— To do —
Where the line with "Practice step: find the ceiling light" appears below, start writing out lines exactly, and finish with the line with "Practice step: find the large", which is included; write out nothing else.
** Data for review follows **
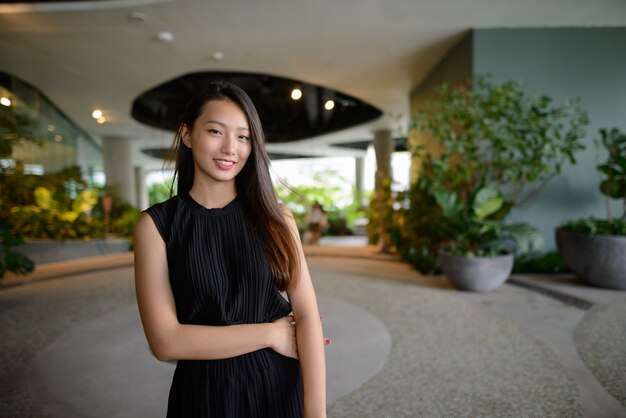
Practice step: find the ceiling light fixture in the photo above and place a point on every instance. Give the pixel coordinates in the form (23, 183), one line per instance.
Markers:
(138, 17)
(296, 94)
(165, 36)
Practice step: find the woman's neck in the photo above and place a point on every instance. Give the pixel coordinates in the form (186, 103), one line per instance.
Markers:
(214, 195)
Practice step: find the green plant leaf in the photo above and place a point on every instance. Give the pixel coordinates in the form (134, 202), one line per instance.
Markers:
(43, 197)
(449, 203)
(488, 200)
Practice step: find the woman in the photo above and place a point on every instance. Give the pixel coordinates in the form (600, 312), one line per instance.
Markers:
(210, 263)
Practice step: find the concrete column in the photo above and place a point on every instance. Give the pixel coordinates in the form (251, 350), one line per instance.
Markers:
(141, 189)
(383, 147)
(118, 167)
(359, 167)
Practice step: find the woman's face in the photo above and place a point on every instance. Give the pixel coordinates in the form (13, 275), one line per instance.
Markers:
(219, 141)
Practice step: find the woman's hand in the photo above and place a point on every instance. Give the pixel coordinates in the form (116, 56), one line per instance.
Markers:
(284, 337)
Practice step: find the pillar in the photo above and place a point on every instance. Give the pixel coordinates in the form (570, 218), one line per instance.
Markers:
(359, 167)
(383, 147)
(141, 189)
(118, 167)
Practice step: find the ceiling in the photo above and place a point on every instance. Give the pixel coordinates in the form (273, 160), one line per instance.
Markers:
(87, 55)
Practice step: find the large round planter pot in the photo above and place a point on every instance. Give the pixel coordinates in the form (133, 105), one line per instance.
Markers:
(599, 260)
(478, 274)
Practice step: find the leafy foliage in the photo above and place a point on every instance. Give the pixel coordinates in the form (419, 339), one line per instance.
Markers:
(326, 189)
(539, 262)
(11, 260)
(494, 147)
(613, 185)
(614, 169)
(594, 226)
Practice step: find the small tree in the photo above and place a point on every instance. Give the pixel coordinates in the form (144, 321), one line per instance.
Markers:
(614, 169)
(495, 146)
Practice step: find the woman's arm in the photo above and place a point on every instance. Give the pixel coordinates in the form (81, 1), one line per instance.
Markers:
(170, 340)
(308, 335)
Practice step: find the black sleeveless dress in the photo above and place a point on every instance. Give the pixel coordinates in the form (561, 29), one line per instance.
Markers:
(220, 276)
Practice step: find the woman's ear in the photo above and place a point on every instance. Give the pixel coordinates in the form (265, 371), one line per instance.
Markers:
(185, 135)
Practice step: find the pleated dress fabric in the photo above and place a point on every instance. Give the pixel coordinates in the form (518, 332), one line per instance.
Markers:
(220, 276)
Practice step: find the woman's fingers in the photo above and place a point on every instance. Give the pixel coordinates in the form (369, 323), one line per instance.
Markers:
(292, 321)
** End of Data for review **
** Data for review follows **
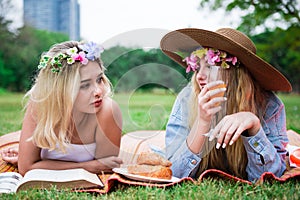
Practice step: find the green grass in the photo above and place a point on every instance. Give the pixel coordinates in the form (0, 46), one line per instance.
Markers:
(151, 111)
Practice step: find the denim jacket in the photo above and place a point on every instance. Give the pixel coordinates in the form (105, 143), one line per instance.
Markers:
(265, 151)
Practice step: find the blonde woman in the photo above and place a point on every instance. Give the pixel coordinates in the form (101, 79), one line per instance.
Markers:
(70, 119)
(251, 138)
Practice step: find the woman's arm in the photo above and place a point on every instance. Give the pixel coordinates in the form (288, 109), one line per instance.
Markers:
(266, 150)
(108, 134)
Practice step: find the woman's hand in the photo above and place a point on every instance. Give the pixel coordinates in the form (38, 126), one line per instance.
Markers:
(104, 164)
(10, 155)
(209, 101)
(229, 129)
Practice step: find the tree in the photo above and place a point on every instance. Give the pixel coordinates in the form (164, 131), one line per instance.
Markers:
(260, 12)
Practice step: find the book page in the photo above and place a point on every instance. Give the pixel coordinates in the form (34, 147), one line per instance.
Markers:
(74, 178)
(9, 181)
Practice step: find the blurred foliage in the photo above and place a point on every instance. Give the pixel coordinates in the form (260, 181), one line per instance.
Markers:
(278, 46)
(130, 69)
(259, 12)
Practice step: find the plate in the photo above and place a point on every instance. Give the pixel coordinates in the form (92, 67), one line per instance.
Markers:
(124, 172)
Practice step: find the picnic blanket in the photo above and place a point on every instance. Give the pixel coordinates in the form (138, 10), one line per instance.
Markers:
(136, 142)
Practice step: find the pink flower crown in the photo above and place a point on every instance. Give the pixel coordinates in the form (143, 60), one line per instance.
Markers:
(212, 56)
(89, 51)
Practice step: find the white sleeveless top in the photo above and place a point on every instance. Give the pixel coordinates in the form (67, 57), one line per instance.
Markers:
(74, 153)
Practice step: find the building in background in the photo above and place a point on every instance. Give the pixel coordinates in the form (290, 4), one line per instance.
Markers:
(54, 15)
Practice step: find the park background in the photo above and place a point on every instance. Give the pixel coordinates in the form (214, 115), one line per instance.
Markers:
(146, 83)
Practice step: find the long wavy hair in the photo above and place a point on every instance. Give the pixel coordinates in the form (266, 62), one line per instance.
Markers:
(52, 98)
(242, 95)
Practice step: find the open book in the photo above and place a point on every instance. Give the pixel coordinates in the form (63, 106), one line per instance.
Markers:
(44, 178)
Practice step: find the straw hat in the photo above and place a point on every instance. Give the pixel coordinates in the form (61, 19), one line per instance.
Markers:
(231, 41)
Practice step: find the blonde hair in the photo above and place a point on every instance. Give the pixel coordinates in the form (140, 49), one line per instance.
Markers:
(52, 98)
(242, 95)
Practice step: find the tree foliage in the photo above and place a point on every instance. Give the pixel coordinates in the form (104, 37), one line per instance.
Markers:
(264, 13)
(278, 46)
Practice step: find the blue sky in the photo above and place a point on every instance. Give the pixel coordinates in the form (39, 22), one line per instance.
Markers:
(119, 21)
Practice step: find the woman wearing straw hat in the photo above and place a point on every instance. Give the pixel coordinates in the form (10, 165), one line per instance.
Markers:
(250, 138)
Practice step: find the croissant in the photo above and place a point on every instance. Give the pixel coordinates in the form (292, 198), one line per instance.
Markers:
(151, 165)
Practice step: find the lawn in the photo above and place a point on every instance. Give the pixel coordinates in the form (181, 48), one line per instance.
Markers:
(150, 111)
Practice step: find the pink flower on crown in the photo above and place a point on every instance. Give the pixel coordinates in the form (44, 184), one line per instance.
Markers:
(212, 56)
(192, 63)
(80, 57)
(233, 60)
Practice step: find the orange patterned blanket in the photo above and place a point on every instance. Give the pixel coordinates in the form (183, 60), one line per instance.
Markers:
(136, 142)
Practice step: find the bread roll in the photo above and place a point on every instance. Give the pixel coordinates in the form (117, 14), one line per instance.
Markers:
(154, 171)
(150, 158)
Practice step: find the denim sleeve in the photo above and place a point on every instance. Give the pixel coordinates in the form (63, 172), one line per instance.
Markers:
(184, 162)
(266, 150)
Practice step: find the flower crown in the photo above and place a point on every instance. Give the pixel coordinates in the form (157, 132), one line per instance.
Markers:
** End of Data for review **
— Answer —
Practice step: find the ceiling light fixture in the photo above and place a point on every instance. Give the pixel coordinates in the form (23, 183), one line per instance.
Markers:
(138, 17)
(296, 94)
(165, 36)
Practice step: find the woman's neck in the photo above and place a point on every instance. Give the pixel coordinates in the form (186, 103), one line per instance.
Markers:
(214, 195)
Practice step: find the green plant leaf in the photo above and place a point on every instance. Give the pixel coordinates in the form (134, 202), one line per instance.
Markers:
(43, 197)
(449, 203)
(488, 200)
Practice step: find the woman in the photo above and place a point on every instance. Give the pixel coordinates in the form (600, 312), one line per instance.
Markers:
(210, 263)
Practice step: find the concrete column in the photo above and place a point on every instance. Give the pixel coordinates in the form (251, 350), one line per instance.
Markers:
(141, 189)
(383, 147)
(118, 167)
(359, 167)
Practice step: find the woman's face in the photo above and place a point on every instance. Give the pixel coordinates in the form (13, 275), one line per instance.
Markers:
(219, 141)
Practice step: find the woman's hand in the photo above and place a point on every instance. Give the pixel coordinates in the form (116, 56), one line per instance.
Markers:
(284, 337)
Practice step: find the pillar in the photo above and place a point on every instance. Give the pixel coordinates in the form (570, 218), one line per instance.
Markers:
(359, 167)
(383, 147)
(141, 189)
(118, 167)
Practice step: find the ceiling in the photo above and place a point on every instance. Give the pixel coordinates in the form (273, 160), one line per instance.
Markers:
(87, 55)
Practice step: find the large round planter pot in the photo above and place a point on every instance. Give the pixel coordinates in the form (133, 105), one line per instance.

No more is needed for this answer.